### What you are asked to do
Reproduce the data below word for word, starting at its first line and ending with the line that contains "[(350, 208), (417, 187), (514, 155)]".

[Point annotation dataset records]
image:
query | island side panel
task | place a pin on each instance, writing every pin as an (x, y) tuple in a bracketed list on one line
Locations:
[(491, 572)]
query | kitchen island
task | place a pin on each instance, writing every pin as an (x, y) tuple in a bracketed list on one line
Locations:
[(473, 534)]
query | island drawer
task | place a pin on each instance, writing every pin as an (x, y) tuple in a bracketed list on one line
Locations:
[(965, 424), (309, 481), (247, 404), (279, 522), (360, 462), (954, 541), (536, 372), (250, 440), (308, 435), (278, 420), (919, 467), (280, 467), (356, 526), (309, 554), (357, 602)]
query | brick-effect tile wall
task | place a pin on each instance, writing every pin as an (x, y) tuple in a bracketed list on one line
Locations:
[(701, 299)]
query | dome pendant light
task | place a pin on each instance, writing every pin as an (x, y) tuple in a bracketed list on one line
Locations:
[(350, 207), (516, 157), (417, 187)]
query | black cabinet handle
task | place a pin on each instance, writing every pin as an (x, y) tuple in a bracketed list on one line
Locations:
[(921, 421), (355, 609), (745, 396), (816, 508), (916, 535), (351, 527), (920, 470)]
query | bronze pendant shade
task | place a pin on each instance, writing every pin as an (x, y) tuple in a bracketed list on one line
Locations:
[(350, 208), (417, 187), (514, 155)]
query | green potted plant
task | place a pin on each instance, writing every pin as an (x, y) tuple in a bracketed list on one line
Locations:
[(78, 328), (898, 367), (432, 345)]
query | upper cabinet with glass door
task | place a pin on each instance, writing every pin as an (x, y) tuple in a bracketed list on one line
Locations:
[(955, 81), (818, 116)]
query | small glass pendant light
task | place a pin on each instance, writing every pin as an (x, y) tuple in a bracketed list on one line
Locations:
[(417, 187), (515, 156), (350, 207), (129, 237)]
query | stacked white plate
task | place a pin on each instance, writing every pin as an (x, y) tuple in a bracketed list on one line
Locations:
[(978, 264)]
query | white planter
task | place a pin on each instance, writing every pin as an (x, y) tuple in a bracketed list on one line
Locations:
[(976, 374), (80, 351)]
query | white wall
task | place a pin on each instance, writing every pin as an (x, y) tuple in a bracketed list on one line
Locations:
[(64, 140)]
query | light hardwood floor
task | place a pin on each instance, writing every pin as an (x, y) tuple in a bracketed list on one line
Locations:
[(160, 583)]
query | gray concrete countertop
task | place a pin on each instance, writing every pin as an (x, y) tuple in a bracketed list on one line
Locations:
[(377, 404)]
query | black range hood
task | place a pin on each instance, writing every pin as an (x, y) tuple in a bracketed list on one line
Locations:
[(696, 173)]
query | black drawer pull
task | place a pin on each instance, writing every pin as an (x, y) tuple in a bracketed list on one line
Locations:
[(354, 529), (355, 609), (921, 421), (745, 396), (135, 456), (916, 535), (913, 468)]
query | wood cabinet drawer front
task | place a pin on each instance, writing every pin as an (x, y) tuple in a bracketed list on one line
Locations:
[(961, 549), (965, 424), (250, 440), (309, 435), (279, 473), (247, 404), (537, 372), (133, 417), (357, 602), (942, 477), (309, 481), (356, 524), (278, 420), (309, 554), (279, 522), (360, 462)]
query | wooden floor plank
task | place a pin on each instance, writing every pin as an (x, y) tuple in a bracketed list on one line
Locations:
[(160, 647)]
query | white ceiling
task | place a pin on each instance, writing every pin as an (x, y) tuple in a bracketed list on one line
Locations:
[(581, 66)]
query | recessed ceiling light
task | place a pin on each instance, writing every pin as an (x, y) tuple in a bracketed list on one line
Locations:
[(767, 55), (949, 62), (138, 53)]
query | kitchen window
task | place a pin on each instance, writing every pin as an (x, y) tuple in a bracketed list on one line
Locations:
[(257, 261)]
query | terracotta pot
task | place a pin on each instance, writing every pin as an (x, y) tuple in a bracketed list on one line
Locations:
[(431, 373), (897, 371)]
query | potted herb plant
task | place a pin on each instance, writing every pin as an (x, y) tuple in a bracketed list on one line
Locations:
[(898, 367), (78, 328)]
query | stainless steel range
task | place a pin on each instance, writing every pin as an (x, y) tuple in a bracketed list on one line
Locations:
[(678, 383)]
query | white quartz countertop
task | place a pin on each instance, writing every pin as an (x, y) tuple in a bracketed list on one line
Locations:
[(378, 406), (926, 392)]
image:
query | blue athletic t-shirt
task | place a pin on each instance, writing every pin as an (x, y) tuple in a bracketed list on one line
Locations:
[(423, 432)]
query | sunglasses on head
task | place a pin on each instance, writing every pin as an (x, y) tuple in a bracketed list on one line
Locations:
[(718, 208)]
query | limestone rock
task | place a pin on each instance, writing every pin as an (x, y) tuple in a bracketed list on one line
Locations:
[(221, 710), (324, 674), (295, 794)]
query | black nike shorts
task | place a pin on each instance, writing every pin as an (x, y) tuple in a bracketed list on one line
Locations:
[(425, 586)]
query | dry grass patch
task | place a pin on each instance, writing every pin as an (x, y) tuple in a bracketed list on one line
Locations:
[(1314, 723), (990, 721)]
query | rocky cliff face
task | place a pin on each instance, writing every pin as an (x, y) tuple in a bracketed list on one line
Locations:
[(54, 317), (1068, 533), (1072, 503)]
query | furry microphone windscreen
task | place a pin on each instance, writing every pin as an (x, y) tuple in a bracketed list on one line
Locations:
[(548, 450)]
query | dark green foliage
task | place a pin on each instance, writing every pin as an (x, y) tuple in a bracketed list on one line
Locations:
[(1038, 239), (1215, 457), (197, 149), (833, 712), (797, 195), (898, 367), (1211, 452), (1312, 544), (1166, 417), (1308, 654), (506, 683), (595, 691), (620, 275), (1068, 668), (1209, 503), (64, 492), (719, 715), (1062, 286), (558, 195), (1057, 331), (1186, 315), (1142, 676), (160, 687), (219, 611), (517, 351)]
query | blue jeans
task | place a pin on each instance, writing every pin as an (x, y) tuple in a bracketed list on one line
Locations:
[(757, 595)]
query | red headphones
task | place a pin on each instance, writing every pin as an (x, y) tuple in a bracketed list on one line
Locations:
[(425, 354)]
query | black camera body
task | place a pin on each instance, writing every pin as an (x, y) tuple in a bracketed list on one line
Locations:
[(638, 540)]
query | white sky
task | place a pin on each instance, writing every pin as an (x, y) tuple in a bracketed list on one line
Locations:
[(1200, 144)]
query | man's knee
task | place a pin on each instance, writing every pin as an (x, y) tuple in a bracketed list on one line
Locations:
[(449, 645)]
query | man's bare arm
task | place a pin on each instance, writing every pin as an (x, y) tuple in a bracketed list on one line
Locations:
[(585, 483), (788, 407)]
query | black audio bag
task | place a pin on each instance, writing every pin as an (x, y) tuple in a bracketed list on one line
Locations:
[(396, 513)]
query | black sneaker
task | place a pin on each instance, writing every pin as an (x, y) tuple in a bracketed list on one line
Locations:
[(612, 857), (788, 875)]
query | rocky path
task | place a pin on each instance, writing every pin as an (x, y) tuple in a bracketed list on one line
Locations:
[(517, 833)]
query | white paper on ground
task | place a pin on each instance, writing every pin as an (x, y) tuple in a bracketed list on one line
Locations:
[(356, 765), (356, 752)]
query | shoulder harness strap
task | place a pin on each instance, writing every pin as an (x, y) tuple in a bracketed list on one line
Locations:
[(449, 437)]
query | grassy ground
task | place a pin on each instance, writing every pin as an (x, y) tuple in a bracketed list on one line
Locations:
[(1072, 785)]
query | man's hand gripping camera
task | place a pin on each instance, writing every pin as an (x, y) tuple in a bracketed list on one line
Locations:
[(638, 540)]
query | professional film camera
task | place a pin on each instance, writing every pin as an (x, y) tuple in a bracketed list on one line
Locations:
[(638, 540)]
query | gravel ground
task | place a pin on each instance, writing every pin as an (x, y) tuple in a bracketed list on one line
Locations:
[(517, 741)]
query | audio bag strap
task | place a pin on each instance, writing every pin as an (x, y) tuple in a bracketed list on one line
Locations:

### Complete answer
image:
query | island side panel
task | place a pin on each instance, writing every pin as an (x, y) tuple in a bracketed list on one line
Locations:
[(491, 572)]
query | kitchen island
task | place a pin on each instance, writing every pin as an (x, y) tuple in a bracketed list on one line
Locations:
[(473, 534)]
query | island drawer
task | place a pin on each instance, writing every pin as an (x, y) tuple in a bracketed list on one line
Locations:
[(965, 424), (309, 481), (247, 404), (279, 522), (360, 462), (954, 541), (536, 372), (250, 440), (308, 435), (278, 420), (919, 467), (280, 467), (356, 526), (309, 554), (357, 602)]
query | brick-effect tile wall
task | place a pin on each instance, writing every pin as an (x, y) tuple in a bracketed list on one line
Locations:
[(701, 299)]
query | dome pendant light
task | place a pin on each instance, writing every pin as an (x, y) tuple in a bracketed list on one line
Locations:
[(350, 207), (516, 157), (417, 187)]
query | black cabinet handle
task | place a pin on each instance, writing every pin as an (x, y) tuple in a bracketed list on one line
Locations:
[(921, 421), (355, 609), (745, 396), (816, 508), (916, 535), (351, 527), (920, 470)]
query | bronze pendant shade
task | place a pin on each instance, writing every pin as an (x, y) tuple in a bracketed list on one line
Locations:
[(350, 208), (417, 187), (514, 155)]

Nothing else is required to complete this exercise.